◆ **TASK DETAILS**
In the listing below, put every line from the one containing "For the above frame, enumerate every flat" through the last line, both included, into a JSON list of strings with one string per line, leaving out blank lines.
# start of RECORDS TO PROCESS
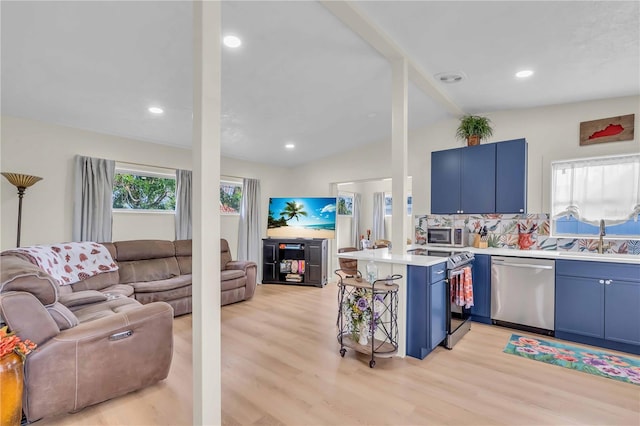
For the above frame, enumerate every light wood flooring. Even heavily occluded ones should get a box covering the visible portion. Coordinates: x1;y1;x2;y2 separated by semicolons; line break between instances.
35;284;640;426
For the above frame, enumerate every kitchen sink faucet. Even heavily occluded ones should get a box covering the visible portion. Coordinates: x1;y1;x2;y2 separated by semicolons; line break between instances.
598;219;610;254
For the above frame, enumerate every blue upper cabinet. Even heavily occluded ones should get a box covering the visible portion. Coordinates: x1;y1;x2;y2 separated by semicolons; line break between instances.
431;148;462;214
460;143;496;214
431;139;527;214
495;139;527;213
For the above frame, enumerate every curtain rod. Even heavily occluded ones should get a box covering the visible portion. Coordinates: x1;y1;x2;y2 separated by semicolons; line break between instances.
114;160;245;179
114;160;178;171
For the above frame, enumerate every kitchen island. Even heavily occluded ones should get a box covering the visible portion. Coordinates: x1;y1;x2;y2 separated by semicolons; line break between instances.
338;248;447;358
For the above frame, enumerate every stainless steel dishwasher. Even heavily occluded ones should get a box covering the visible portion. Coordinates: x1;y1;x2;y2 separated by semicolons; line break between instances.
491;256;555;335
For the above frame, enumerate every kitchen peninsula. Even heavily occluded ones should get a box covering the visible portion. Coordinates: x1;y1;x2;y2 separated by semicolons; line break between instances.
339;248;447;358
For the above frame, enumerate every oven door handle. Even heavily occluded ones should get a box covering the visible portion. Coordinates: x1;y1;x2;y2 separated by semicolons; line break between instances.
493;262;553;269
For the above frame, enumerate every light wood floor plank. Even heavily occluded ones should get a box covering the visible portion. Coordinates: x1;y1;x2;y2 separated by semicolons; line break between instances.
37;284;640;426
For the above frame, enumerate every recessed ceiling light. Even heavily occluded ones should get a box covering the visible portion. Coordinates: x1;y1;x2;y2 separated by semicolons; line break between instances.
222;35;242;49
434;71;466;84
516;70;533;78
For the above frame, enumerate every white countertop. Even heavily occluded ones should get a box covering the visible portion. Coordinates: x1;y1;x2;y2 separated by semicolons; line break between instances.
407;245;640;265
338;245;640;266
338;246;447;266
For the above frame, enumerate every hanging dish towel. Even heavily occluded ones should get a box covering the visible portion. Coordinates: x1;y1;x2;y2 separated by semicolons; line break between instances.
460;266;473;309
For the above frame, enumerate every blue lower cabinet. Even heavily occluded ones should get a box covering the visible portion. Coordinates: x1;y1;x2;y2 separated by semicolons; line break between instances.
406;262;447;359
471;254;491;324
407;265;430;359
604;277;640;345
429;280;447;350
555;260;640;355
555;275;604;338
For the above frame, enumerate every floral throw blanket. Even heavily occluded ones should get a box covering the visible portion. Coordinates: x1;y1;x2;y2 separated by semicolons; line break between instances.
3;241;118;285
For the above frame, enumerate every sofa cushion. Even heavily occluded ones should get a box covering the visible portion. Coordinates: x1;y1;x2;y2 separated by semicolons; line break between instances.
47;302;80;330
220;274;247;291
73;296;140;324
174;240;192;274
71;271;120;291
100;284;133;298
0;255;58;305
114;240;176;262
119;257;180;284
220;269;246;282
135;285;191;305
131;274;191;293
60;290;107;308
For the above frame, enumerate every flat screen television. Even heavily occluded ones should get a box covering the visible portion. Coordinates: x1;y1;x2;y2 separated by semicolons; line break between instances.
267;197;336;238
# end of RECORDS TO PROCESS
◆ **COMPLETED EXERCISE**
[
  "For the above frame, enumerate every flat screen television. Even heavily occluded ones should get a box covering the visible portion. Coordinates: x1;y1;x2;y2 separated by semicolons; line break between instances.",
  "267;197;336;238"
]